__What to produce__. Reproduce the lines that run from the line with "Report the position of every instance of the river water" to the line with "pixel 571 662", both included, and leave the pictures out.

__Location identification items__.

## begin

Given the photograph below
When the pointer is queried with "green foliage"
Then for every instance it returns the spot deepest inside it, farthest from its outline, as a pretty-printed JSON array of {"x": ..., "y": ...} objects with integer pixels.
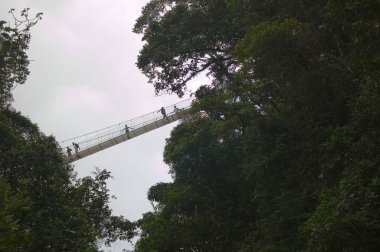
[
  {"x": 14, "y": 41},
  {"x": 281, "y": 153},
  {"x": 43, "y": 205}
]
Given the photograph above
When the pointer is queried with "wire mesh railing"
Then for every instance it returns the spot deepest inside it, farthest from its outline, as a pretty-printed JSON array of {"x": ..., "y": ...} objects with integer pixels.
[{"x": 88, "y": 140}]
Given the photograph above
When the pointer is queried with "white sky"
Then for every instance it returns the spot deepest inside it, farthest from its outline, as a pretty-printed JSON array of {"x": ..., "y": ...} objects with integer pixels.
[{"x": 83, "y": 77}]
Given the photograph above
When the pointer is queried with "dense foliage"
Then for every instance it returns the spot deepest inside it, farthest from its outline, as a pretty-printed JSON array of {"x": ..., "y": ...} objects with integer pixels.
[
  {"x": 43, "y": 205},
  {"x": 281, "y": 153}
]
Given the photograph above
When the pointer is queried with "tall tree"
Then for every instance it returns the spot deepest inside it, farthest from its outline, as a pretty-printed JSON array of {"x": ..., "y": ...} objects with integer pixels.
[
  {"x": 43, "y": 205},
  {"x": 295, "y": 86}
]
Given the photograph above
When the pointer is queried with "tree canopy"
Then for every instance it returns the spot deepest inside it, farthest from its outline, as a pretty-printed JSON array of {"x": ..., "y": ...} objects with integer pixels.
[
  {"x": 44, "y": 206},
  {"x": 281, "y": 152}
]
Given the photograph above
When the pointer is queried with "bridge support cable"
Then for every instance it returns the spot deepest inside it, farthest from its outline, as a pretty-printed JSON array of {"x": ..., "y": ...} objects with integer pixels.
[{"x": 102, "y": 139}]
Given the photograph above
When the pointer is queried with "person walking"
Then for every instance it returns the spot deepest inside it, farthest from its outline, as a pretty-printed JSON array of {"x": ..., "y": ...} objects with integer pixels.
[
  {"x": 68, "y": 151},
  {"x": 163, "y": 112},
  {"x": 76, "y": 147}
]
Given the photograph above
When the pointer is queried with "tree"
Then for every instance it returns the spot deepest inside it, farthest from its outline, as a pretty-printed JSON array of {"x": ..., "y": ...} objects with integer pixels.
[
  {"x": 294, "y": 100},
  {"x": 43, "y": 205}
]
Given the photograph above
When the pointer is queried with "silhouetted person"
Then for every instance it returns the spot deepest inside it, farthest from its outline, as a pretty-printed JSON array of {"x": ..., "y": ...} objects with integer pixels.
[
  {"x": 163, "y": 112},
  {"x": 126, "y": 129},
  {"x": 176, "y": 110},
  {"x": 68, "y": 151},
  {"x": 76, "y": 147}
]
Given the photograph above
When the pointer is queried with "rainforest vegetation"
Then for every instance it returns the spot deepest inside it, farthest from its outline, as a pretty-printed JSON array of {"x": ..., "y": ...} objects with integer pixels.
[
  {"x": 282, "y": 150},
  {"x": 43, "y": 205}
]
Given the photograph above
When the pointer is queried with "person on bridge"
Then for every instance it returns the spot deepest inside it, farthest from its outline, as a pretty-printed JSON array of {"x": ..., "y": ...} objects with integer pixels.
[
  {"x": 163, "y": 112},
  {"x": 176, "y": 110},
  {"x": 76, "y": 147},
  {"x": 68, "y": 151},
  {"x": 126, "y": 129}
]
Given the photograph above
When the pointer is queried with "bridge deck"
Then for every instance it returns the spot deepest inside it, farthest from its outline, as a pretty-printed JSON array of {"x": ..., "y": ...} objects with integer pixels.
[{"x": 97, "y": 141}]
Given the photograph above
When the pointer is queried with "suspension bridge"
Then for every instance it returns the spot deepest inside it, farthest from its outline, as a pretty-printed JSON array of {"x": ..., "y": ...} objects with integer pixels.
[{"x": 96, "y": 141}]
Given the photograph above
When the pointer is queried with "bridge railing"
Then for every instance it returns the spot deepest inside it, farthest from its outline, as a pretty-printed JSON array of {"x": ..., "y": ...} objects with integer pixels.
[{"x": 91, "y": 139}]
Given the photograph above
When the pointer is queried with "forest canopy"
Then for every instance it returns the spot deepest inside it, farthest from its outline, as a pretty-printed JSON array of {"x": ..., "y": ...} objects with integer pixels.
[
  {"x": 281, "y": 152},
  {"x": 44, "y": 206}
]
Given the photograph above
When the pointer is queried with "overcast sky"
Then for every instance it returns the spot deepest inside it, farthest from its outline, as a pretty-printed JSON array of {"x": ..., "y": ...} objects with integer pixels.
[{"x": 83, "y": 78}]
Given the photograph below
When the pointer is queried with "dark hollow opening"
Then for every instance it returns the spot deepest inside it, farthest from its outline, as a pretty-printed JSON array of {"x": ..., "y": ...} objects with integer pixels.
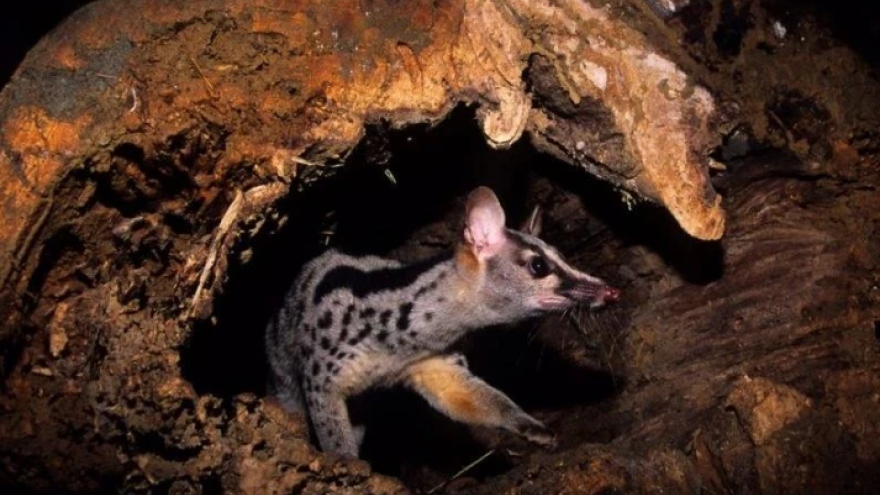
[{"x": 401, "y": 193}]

## end
## begin

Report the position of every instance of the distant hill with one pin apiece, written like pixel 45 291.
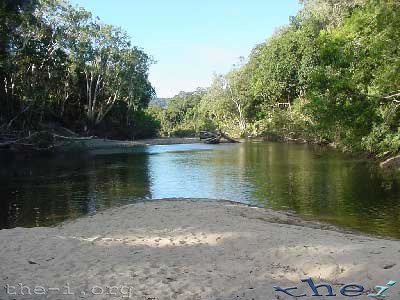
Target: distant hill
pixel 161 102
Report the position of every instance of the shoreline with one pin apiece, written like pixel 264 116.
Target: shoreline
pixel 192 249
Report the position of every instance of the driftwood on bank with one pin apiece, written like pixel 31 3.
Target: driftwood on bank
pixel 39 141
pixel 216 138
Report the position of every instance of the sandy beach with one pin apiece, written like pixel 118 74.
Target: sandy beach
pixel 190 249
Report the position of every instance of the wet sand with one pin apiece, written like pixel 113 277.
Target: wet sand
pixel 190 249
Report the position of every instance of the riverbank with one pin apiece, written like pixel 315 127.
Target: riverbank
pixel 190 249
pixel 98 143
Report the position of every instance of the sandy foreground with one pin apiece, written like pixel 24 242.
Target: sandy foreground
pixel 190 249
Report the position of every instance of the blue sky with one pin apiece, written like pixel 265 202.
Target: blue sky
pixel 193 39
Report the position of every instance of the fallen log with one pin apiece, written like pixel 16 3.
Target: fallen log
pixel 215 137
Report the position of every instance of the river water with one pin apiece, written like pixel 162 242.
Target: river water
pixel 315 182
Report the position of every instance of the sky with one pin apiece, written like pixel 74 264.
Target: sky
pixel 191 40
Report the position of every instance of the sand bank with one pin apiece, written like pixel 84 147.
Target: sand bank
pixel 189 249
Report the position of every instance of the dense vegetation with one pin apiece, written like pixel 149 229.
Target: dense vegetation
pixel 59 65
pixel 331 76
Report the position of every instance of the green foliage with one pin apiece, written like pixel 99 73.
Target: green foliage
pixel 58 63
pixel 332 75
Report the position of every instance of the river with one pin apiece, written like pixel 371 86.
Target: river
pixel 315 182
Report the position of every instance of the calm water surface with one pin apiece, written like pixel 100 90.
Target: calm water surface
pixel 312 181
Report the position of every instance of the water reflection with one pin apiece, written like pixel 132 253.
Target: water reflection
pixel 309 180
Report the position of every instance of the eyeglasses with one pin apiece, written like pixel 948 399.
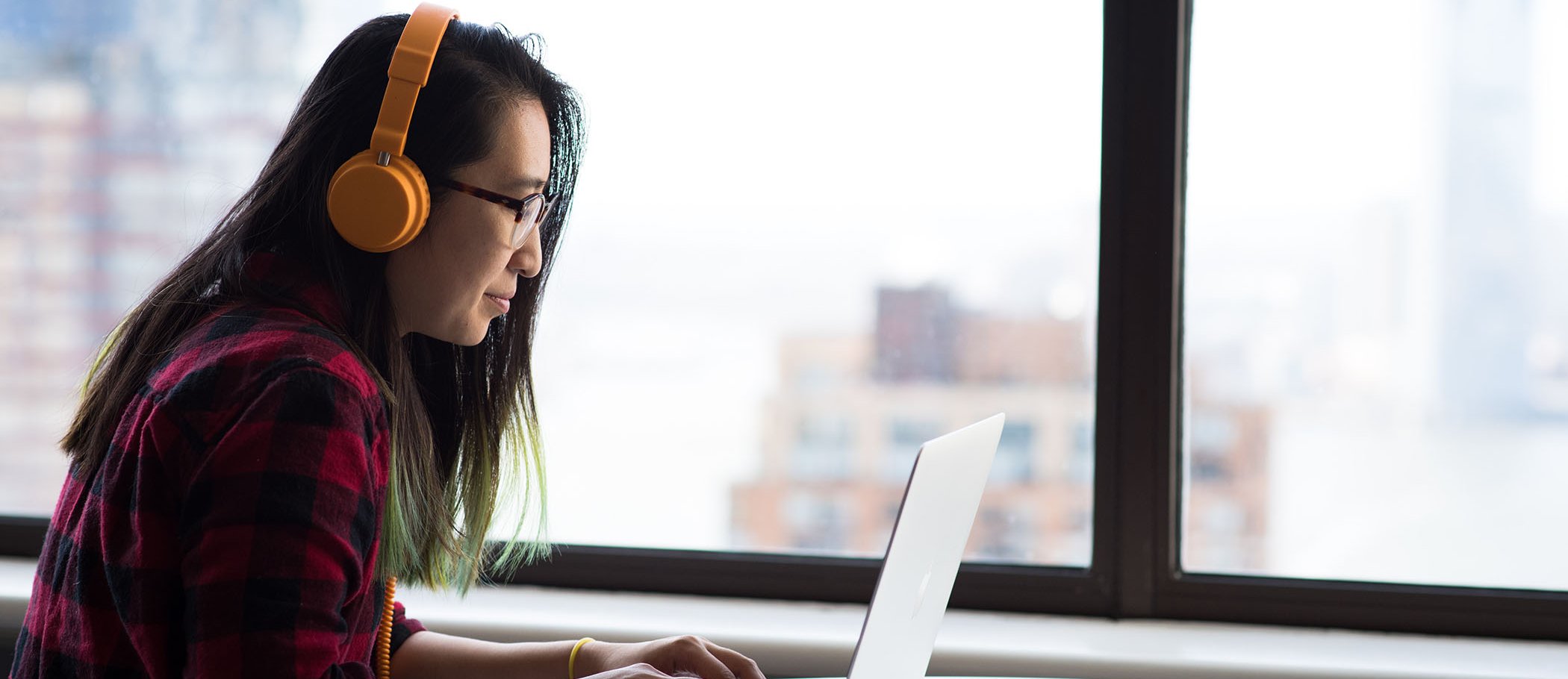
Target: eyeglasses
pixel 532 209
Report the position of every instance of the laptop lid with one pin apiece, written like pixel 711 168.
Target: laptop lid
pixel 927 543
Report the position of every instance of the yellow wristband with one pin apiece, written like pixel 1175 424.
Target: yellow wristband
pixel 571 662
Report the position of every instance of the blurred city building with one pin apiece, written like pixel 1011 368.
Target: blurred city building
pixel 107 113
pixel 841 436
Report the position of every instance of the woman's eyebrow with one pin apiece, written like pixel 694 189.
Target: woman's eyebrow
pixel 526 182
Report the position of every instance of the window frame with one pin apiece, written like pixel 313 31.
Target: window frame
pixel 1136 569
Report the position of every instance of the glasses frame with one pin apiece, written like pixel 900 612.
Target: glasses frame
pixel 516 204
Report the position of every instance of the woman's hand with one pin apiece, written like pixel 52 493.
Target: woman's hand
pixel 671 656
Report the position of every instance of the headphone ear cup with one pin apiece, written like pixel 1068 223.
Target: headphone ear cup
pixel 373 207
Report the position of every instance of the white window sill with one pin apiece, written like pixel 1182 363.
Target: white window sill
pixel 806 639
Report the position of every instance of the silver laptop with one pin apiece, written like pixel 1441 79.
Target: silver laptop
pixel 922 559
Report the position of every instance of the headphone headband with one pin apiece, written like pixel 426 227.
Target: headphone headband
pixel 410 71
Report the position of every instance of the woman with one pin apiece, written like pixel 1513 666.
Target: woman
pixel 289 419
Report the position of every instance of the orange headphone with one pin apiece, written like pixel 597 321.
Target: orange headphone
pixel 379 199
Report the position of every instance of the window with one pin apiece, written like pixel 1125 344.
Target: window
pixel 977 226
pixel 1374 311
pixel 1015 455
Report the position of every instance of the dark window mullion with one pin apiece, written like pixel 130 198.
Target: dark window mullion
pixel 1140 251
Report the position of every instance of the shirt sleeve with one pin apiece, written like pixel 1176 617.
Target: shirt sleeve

## end
## begin

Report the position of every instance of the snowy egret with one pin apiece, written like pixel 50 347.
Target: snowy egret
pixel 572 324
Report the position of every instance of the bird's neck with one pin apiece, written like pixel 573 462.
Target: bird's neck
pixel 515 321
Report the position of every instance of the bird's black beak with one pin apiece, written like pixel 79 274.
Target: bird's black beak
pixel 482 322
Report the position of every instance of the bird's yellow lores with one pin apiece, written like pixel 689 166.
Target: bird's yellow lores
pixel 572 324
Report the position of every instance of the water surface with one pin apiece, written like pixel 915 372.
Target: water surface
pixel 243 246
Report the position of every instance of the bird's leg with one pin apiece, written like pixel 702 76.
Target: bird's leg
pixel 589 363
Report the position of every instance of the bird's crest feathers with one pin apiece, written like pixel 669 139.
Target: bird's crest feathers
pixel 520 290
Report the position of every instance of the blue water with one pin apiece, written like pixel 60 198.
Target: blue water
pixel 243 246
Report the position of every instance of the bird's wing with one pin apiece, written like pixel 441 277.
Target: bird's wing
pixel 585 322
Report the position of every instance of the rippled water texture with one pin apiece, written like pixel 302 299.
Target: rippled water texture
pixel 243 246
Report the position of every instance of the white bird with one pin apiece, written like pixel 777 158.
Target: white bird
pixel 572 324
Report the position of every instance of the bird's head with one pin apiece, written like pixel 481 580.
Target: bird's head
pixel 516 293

## end

__Output below__.
Report the position of every instance of the river water with one pin apiece, written like pixel 162 242.
Target: river water
pixel 315 182
Report the position of every instance of the sky with one pin apiece, written like pixel 74 264.
Target: sky
pixel 191 40
Report the position of every instance of the sand bank with one pin apiece, written like pixel 84 147.
Target: sand bank
pixel 189 249
Report the position of every instance of the dense vegetation with one pin apiece, written like pixel 149 229.
Target: dense vegetation
pixel 59 65
pixel 331 76
Report the position of every instance of the green foliage with one pin apiece, written like pixel 99 73.
Target: green foliage
pixel 58 63
pixel 332 75
Report the position of every instance of the river with one pin apiece, written like pixel 371 86.
Target: river
pixel 315 182
Report the position of every instance of the calm water surface with one pin apiece, written like pixel 100 90.
Target: calm water surface
pixel 312 181
Report the position of every instance of the water reflection with one pin apiece, written like pixel 132 253.
Target: water reflection
pixel 309 180
Report the position of every instance of the eyeglasses with one pin apiece, written like pixel 948 399.
Target: eyeglasses
pixel 532 209
Report the position of every instance of the laptop lid with one pin apiece, written like pixel 711 168.
Target: laptop lid
pixel 927 543
Report the position of every instance of the yellow wristband with one pin apiece, written like pixel 1175 424.
Target: yellow wristband
pixel 571 662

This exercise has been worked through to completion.